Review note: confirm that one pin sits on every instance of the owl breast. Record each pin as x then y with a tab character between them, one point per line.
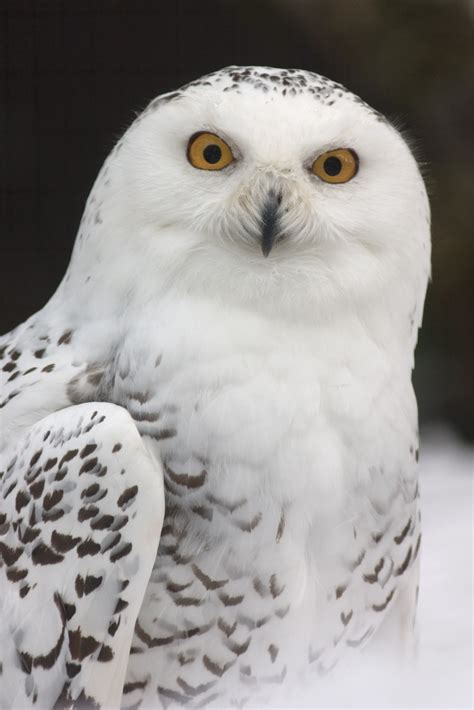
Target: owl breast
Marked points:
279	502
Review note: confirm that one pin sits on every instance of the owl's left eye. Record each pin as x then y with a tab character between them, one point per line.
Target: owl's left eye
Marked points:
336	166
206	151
........
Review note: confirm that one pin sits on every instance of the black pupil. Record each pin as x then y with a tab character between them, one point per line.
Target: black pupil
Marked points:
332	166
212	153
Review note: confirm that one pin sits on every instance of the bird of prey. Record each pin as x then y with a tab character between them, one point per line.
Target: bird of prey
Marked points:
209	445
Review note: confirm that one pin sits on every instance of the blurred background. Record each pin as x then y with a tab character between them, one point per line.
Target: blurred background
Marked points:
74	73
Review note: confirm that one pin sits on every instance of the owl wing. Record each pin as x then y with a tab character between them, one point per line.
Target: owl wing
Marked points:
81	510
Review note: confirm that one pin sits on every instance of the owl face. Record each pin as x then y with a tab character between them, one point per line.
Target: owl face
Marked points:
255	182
........
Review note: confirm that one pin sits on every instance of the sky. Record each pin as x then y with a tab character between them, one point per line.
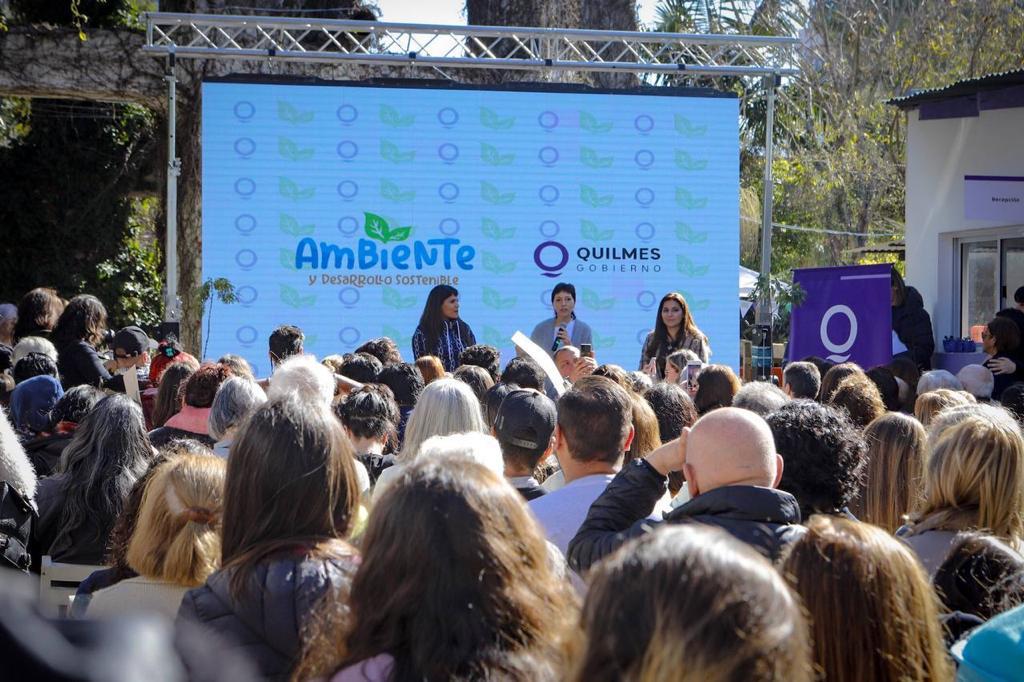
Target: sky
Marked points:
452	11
........
- _Your goal_: Locate and copy every line in the three blocks of lines above that contains the word "background". Case counts.

- _Reply_:
Review note: confirm that one pin sits on every instance of the blurred background. Record each pin as x then y with a tab character between them, one point per line.
Target: blurred background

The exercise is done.